* start Source document *

At its creation, in December 1945 the acronym CFA meant the franc of the French colonies of Africa – today, it designates the franc of the African financial community for the WAEMU countries and the franc of financial cooperation in Central Africa for the CEMAC countries.

Ndongo Samba Sylla has worked in the field of development economics and is today research director for West Africa of the Rosa Luxemburg Foundation in Dakar, so his point of view is multidisciplinary, embracing economics, as well as historical and geopolitical aspects.

French journalist Fanny Pigeaud has already written extensively on the history of Ivory Coast, Cameroon and Madagascar. The sources of the book are very varied, ranging from direct testimonials (some anonymous, recalling the silence surrounding the subject still present today), official reports, historical accounts, newspaper articles and economic analysis. Sylla reminds us, quoting Aristotle’s Nicomachean Ethics that the etymological root in Greek for money is the same that designates the word law, nomos, and therefore every monetary asset is necessarily accompanied by a political order.

The CFA franc is the heir of the French franc imposed in past centuries through the use of violence in the vast French empire that extended from Africa, Asia, the Pacific, the Antilles and the Americas. The repression against the natives who refused to abandon their African money- such as rubber, iron, copper or salt bars, manillas, shells, cotton, pearls, etc. – for the French franc was fierce.

In 1925 a law included in the new Code de l’indigénat, (code of administrative justice which applied only to indigenous people), set out the obligation to use the French franc in commercial transactions under penalty of punishment. The African rebellions against this monetary imposition were numerous: from boycotts, counterfeiting, to the obstinacy in using one’s own money continued until well into the twentieth century.

Currency boards, born in the respective colonial empires at the beginning of the 20th century – British, Portuguese, Spanish, French – were devised to secure a supply of raw materials from the occupied areas and control their commercial flow. These institutions became channels for the drainage of capital from an underdeveloped economy to the benefit of a developed economy.

While the other colonial monetary areas, including the French[iii] in North Africa (Algeria, Morocco, Tunisia), Middle East (Syria and Lebanon) and Indochina (Vietnam, Cambodia, Laos) were dissolved with the county’s achieving independence, the CFA franc area remained in the hands of the French.

Despite an Africanization of executives, France is still present today: it has seen its representation reduced from a third to a seventh in 1972-73 on the boards of the respective central banks[iv], the BEAC (Bank of Central African States) for the CEMAC area and the BCEAO (Central Bank of the West African States) for the WAMEU area; it is also present in the monetary policy committees which since 2007 for BEAC and and 2010 for the BCEAO, following the European policy of state-independent banks, are the main decision-making bodies of monetary policies in the respective areas; at the biannual meetings of the Council of Finance Ministers and Annual Conference of Heads of State and Government.

* end Source document *

Exercise brief =>
Name every kind of source the passage on the CFA franc says the book draws on. The data after this passage on the CFA franc has nothing to do with it.

* start Record list *

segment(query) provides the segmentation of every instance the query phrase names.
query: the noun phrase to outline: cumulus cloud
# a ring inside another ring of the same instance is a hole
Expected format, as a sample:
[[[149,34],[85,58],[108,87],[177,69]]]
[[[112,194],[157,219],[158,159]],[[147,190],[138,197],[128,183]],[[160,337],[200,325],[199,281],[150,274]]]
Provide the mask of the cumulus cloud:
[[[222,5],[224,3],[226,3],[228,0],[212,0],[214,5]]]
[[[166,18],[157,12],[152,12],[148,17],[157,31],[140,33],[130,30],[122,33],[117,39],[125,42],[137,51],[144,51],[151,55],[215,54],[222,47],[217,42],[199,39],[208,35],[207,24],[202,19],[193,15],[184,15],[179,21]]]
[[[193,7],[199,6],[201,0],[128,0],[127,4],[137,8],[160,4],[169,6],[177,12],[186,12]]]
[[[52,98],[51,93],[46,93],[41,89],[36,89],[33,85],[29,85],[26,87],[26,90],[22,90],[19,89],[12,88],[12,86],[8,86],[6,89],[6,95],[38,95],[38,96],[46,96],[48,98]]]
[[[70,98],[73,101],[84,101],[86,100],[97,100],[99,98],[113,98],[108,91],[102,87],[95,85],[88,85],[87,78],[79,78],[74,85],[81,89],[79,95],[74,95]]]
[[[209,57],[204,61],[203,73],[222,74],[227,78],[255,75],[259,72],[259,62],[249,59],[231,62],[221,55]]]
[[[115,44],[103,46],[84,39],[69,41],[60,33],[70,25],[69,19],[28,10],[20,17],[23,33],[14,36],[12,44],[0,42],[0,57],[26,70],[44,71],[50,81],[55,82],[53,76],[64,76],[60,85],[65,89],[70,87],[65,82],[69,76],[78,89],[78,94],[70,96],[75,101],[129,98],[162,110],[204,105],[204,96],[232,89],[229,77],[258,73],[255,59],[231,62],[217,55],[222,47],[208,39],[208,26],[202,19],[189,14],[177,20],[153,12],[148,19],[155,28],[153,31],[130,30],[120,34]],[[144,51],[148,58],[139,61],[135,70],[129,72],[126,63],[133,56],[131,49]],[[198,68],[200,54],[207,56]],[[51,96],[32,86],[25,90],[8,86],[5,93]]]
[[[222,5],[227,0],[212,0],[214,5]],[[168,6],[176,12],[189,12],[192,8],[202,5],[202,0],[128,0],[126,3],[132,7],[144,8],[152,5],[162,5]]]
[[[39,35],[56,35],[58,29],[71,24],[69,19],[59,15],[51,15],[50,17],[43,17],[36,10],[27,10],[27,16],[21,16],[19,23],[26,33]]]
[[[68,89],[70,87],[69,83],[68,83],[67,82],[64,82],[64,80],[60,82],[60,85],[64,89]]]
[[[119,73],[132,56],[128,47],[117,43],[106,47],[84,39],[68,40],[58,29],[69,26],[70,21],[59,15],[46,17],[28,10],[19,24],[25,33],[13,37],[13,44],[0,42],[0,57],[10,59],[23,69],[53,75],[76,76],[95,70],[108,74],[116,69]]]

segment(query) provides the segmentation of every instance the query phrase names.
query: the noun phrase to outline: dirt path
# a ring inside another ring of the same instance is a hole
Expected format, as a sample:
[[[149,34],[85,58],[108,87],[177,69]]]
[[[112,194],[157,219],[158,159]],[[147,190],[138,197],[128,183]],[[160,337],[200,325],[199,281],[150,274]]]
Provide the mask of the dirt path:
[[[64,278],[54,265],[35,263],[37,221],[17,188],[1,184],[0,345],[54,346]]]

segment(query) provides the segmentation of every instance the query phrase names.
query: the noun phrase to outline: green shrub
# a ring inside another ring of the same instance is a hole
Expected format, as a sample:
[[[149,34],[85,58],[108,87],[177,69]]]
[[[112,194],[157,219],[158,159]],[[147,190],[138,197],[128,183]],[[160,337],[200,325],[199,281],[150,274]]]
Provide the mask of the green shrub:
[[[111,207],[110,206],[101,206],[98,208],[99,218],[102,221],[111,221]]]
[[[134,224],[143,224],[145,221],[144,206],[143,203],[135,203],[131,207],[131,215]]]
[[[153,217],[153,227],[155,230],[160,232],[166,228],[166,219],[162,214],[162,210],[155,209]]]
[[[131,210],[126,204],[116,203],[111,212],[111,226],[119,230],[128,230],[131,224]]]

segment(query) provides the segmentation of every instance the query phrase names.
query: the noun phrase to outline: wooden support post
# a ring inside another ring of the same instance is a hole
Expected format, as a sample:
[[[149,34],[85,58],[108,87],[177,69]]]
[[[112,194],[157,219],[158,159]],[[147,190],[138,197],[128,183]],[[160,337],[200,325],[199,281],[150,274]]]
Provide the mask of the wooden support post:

* end Record list *

Answer to the problem =>
- Direct testimonials
- Official reports
- Historical accounts
- Newspaper articles
- Economic analysis